**What you are asked to do:**
Only a number is wanted here. Tally the lines of the data that contain "every".

**Data for the task:**
BEGIN

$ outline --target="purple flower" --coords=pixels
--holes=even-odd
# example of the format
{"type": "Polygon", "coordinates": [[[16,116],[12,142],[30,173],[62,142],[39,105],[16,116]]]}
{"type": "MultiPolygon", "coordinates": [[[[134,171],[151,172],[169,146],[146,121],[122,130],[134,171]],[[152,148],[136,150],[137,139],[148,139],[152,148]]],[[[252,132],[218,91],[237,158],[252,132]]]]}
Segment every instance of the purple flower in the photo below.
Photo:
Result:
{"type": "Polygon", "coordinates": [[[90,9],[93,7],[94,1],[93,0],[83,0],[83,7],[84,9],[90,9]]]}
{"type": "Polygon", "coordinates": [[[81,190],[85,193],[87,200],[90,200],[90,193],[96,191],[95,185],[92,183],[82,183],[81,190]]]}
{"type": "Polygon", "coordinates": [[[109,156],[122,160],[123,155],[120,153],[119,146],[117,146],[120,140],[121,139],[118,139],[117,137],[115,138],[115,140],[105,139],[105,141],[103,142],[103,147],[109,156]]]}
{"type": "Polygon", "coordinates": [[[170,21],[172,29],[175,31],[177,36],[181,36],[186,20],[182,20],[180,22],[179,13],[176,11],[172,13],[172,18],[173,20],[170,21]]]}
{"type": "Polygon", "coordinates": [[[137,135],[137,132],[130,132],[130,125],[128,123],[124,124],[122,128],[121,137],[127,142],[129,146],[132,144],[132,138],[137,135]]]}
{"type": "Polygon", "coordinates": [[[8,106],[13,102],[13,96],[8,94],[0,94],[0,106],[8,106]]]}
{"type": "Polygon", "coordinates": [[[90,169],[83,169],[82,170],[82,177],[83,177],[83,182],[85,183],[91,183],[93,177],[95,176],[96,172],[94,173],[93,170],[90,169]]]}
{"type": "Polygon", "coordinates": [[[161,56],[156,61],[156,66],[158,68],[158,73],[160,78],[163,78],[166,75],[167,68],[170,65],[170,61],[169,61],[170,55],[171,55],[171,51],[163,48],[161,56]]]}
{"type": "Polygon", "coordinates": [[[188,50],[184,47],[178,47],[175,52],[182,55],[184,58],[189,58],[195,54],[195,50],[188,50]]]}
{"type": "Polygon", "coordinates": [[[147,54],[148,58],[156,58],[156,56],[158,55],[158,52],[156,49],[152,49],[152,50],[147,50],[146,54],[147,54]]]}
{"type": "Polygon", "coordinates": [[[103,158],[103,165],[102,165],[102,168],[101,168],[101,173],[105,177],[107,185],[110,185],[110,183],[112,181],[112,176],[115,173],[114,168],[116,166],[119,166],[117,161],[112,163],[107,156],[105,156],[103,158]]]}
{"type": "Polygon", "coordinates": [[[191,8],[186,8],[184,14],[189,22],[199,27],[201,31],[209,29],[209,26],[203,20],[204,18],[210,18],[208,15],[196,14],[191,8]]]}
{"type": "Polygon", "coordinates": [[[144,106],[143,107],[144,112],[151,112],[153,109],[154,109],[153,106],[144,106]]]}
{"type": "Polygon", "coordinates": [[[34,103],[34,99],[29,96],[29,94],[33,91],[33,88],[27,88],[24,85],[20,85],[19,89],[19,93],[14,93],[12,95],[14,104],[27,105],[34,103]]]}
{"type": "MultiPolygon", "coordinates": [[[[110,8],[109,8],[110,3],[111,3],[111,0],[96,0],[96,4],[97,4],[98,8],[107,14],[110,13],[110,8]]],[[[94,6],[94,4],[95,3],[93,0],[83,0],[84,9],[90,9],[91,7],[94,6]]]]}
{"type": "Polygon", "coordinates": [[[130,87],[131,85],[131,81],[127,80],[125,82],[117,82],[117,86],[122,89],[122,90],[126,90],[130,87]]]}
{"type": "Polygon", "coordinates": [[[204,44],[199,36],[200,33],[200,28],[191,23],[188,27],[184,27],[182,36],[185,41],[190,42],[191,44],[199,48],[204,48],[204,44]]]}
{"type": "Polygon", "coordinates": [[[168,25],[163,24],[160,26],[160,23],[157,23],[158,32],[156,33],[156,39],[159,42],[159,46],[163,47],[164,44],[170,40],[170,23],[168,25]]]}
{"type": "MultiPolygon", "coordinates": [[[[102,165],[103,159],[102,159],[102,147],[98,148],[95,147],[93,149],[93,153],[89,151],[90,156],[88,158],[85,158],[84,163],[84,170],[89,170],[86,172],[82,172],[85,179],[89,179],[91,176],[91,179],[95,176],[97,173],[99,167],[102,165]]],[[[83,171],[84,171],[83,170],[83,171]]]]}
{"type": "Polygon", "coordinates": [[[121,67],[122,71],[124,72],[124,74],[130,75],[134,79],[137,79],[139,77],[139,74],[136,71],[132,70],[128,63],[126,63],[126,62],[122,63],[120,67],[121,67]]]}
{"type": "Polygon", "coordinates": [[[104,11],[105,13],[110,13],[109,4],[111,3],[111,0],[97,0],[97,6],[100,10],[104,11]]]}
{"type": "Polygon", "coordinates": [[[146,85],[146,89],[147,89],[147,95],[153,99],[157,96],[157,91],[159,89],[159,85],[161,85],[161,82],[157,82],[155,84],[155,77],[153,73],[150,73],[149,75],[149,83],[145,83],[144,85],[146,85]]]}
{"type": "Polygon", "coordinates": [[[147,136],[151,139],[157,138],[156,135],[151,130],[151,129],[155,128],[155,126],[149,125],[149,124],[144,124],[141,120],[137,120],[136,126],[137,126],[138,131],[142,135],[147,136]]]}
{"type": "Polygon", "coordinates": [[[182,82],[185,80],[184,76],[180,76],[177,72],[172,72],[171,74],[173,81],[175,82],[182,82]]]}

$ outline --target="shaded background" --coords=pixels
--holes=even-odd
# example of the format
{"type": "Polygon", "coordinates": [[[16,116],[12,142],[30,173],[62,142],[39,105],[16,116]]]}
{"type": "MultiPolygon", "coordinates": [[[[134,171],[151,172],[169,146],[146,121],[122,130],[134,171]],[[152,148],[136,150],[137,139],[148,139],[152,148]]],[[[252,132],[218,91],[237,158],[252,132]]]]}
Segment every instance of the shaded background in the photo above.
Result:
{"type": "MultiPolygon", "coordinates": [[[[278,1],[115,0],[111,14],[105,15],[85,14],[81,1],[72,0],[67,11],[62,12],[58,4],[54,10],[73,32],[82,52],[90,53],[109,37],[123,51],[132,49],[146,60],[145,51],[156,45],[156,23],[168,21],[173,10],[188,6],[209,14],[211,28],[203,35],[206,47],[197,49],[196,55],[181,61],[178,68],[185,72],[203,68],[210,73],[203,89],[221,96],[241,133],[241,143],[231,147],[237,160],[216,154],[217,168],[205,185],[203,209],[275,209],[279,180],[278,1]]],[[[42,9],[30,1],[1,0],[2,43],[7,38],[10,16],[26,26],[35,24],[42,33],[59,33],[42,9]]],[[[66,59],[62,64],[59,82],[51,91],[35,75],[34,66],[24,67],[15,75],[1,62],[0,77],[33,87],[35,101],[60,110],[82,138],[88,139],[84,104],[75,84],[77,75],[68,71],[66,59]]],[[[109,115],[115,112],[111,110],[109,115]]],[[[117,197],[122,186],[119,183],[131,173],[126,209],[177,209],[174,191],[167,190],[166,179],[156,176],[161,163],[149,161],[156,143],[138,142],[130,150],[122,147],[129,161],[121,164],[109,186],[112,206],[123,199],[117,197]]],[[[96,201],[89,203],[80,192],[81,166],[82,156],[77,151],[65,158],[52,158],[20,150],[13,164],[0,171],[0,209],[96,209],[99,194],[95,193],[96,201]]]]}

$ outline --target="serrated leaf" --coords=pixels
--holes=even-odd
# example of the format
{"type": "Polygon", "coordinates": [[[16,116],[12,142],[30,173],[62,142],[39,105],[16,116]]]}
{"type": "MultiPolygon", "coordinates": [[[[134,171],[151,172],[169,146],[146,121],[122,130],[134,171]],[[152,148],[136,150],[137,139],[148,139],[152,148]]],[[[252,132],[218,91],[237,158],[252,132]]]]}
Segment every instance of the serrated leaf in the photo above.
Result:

END

**Solution:**
3